▸ Supplied data
»»

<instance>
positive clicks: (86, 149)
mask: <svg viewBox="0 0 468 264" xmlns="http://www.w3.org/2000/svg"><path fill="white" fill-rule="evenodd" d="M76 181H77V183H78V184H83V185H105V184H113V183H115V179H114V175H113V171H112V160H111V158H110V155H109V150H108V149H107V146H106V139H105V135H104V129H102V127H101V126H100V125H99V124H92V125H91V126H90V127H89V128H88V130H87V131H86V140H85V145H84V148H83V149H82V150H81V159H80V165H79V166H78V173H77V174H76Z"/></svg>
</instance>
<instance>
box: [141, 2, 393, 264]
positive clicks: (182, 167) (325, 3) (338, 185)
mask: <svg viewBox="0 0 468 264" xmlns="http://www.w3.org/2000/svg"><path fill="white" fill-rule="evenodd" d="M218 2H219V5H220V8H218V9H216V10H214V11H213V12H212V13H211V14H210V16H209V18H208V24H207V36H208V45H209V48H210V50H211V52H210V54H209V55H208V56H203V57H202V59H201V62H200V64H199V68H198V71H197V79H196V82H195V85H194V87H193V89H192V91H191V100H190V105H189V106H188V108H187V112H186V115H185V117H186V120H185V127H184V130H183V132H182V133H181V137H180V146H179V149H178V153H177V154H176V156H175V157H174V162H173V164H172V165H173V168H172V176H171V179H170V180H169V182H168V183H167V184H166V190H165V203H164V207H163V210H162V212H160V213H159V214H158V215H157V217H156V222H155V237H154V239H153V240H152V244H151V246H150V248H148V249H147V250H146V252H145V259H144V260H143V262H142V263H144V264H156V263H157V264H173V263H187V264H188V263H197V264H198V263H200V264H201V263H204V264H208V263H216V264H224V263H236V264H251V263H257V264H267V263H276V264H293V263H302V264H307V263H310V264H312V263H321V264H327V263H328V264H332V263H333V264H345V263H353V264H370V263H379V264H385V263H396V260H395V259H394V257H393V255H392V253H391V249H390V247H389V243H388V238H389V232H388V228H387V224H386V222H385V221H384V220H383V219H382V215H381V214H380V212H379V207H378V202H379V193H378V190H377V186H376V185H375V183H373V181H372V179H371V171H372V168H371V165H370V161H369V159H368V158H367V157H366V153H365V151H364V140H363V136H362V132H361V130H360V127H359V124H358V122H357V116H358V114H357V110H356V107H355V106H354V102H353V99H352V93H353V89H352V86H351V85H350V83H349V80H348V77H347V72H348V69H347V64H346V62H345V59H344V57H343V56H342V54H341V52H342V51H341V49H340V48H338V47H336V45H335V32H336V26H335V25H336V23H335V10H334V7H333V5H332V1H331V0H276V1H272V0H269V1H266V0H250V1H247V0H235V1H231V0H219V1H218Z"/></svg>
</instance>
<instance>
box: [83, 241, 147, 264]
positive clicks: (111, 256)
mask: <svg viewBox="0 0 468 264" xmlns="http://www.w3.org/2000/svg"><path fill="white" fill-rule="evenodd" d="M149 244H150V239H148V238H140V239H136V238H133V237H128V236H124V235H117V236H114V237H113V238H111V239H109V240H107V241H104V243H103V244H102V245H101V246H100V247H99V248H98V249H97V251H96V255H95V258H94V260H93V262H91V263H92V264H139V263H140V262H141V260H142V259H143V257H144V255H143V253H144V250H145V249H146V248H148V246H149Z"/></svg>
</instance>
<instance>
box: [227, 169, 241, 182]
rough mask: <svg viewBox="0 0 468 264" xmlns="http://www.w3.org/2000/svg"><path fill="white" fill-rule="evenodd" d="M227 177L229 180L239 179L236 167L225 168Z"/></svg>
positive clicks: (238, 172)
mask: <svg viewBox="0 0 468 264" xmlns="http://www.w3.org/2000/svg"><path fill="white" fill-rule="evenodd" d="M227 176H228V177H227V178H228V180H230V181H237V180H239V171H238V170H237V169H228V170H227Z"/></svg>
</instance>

««

▸ About this task
For each record above, write it out again exactly.

▸ Answer to the problem
<instance>
positive clicks: (86, 149)
mask: <svg viewBox="0 0 468 264" xmlns="http://www.w3.org/2000/svg"><path fill="white" fill-rule="evenodd" d="M76 181H77V183H78V184H83V185H105V184H113V183H115V179H114V175H113V171H112V160H111V158H110V155H109V150H108V149H107V146H106V139H105V135H104V129H102V127H101V126H100V125H99V124H92V125H91V126H90V127H89V128H88V130H87V131H86V140H85V145H84V148H83V149H82V150H81V159H80V165H79V166H78V173H77V174H76Z"/></svg>
</instance>
<instance>
box: [141, 2, 393, 264]
positive clicks: (182, 167) (325, 3) (338, 185)
mask: <svg viewBox="0 0 468 264" xmlns="http://www.w3.org/2000/svg"><path fill="white" fill-rule="evenodd" d="M218 2H219V5H220V8H218V9H216V10H214V11H213V12H212V13H211V14H210V16H209V18H208V24H207V36H208V45H209V48H210V50H211V52H210V54H209V55H208V56H203V57H202V59H201V62H200V64H199V68H198V71H197V79H196V82H195V85H194V87H193V89H192V91H191V100H190V105H189V106H188V108H187V112H186V115H185V117H186V120H185V127H184V130H183V132H182V133H181V137H180V146H179V149H178V153H177V154H176V156H175V157H174V162H173V164H172V165H173V168H172V176H171V179H170V180H169V182H168V183H167V184H166V190H165V203H164V207H163V210H162V212H160V213H159V214H158V215H157V217H156V222H155V237H154V239H153V240H152V244H151V246H150V248H148V249H147V250H146V252H145V259H144V260H143V262H142V263H144V264H156V263H157V264H173V263H187V264H188V263H197V264H198V263H200V264H201V263H204V264H208V263H216V264H224V263H236V264H251V263H257V264H267V263H276V264H293V263H302V264H307V263H310V264H312V263H321V264H327V263H328V264H332V263H333V264H345V263H353V264H370V263H379V264H385V263H396V260H395V259H394V257H393V255H392V253H391V249H390V247H389V243H388V238H389V232H388V228H387V224H386V222H385V221H384V220H383V219H382V215H381V214H380V212H379V207H378V202H379V193H378V190H377V186H376V185H375V183H373V181H372V179H371V171H372V168H371V165H370V161H369V159H368V158H367V157H366V153H365V151H364V140H363V136H362V132H361V130H360V127H359V124H358V122H357V116H358V114H357V110H356V107H355V106H354V102H353V99H352V93H353V89H352V86H351V85H350V83H349V80H348V77H347V72H348V69H347V64H346V62H345V59H344V57H343V56H342V54H341V52H342V51H341V49H340V48H338V47H336V45H335V32H336V26H335V25H336V23H335V10H334V7H333V5H332V1H331V0H276V1H272V0H269V1H266V0H250V1H247V0H235V1H231V0H219V1H218Z"/></svg>
</instance>
<instance>
box: [83, 241, 147, 264]
positive clicks: (111, 256)
mask: <svg viewBox="0 0 468 264" xmlns="http://www.w3.org/2000/svg"><path fill="white" fill-rule="evenodd" d="M149 244H150V239H148V238H140V239H136V238H133V237H128V236H124V235H117V236H114V237H113V238H111V239H109V240H107V241H104V243H103V244H102V245H101V246H100V247H99V248H98V249H97V251H96V255H95V258H94V260H93V262H91V263H92V264H139V263H140V262H141V260H142V259H143V257H144V255H143V253H144V250H145V249H146V248H148V246H149Z"/></svg>
</instance>
<instance>
box: [227, 169, 241, 182]
rough mask: <svg viewBox="0 0 468 264" xmlns="http://www.w3.org/2000/svg"><path fill="white" fill-rule="evenodd" d="M227 177L229 180L239 179L236 167L225 168Z"/></svg>
positive clicks: (238, 172)
mask: <svg viewBox="0 0 468 264" xmlns="http://www.w3.org/2000/svg"><path fill="white" fill-rule="evenodd" d="M227 176H228V177H227V178H228V180H230V181H237V180H239V171H238V170H237V169H228V170H227Z"/></svg>
</instance>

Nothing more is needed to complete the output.